Records of labeled points
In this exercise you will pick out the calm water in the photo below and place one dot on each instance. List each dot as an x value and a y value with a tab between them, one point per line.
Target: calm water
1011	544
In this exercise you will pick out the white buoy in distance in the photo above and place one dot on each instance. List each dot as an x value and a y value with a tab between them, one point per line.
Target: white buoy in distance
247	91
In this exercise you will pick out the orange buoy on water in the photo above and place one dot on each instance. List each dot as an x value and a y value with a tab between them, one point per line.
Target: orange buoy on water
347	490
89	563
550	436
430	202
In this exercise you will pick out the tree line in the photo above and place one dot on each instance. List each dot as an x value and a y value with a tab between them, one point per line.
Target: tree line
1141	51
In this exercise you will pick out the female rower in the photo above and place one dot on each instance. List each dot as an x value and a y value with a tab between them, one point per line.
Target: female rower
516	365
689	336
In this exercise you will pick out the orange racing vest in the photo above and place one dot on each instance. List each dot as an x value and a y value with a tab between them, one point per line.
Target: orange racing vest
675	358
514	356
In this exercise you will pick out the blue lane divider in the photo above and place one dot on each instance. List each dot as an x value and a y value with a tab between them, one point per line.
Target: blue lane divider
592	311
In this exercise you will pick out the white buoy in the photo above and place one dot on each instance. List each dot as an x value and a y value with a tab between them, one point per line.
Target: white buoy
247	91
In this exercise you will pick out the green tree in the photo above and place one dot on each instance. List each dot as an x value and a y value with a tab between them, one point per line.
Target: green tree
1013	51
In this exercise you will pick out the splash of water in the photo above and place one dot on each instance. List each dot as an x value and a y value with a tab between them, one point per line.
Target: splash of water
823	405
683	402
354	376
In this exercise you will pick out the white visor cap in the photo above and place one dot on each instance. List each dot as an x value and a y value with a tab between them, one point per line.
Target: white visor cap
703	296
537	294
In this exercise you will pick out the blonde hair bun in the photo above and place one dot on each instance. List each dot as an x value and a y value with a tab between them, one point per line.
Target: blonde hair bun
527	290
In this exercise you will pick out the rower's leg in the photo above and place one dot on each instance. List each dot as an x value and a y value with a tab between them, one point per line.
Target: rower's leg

• **What is asked**
Convert all the entries above into a Markdown table with the columns Row and Line. Put one line per row, number the rows in order, and leave out blank lines.

• **Expected answer**
| Row | Line |
|---|---|
| 1 | In this exercise you will pick out the calm water in the photo below and place one dot on each instance. List each dot as an x value and a y value with a tab between them, one point per line. |
| 2 | Target: calm water |
| 3 | 1011	544 |
| 4 | In this exercise you will pick out the white buoy in distance in the photo above and place one dot on each instance. List each dot as an x value and a y value with a tab between them, one point per line. |
| 5 | Target: white buoy in distance |
| 6 | 247	91 |
| 7 | In this exercise you will pick out the orange buoy on water in the photo above and place one dot on each instance. List each dot as an x value and a y value with a tab between them, one point per line. |
| 8 | Target: orange buoy on water |
| 9 | 347	490 |
| 10 | 89	563 |
| 11 | 550	436 |
| 12 | 430	202 |
| 13 | In this exercise you will pick out the tree line in the photo above and place one dot on each instance. List each dot as an x value and a y value with a tab between them, one point per line. |
| 14 | Target: tree line |
| 15 | 1141	51 |
| 16 | In this exercise you will pick out the female rower in the photo above and place one dot on each instance. List each dot as an x value and a y value with a tab between them, one point per line. |
| 17 | Target: female rower |
| 18 | 516	365 |
| 19 | 689	336 |
| 20 | In this exercise you will pick out the orange racing vest in the photo above and place one dot on each instance. List each dot as an x value and a y value with a tab between them, one point per line. |
| 21 | Target: orange racing vest |
| 22 | 675	358 |
| 23 | 514	356 |
| 24 | In this exercise you will pick out the blue lane divider in the photo above and place one dot on each instance. List each dot as an x value and a y value with a tab between them, one point per line. |
| 25 | Target: blue lane divider |
| 26 | 592	311 |
| 27 | In this exercise you will pick out the white buoy in the photo above and place one dot on each instance. List each dot as an x value and a y value with a tab between them, one point per line. |
| 28 | Target: white buoy |
| 29 | 247	91 |
| 30 | In this exercise you will pick out the green tree in the photo above and place one dot on each instance. List each dot as an x value and a y value with a tab between them, one point per line. |
| 31 | Target: green tree |
| 32 | 1013	51 |
| 33 | In this exercise you will pick out the splash of water in the photo above and place one dot on each instance. List each dot as an x value and a y value with a tab between them, one point per line. |
| 34 | Target: splash of water |
| 35 | 823	405 |
| 36 | 683	402 |
| 37 | 354	376 |
| 38 | In this exercise you will pick out the white visor cap in the photo above and place one dot on each instance. List each dot as an x value and a y value with a tab between them, one point per line. |
| 39 | Target: white visor cap |
| 40 | 703	296 |
| 41 | 537	294 |
| 42 | In this exercise you will pick out the blonde hair bun in the photo above and place one dot on each instance. List each dot as an x value and a y value with a tab between them, one point per line. |
| 43 | Target: blonde hair bun |
| 44 | 527	290 |
| 45 | In this exercise you will pick out the rower's leg in the photo above and place one dot on each instance. List each dot as an x value and a y value with a tab between them, one point per line. |
| 46 | Target: rower's leg |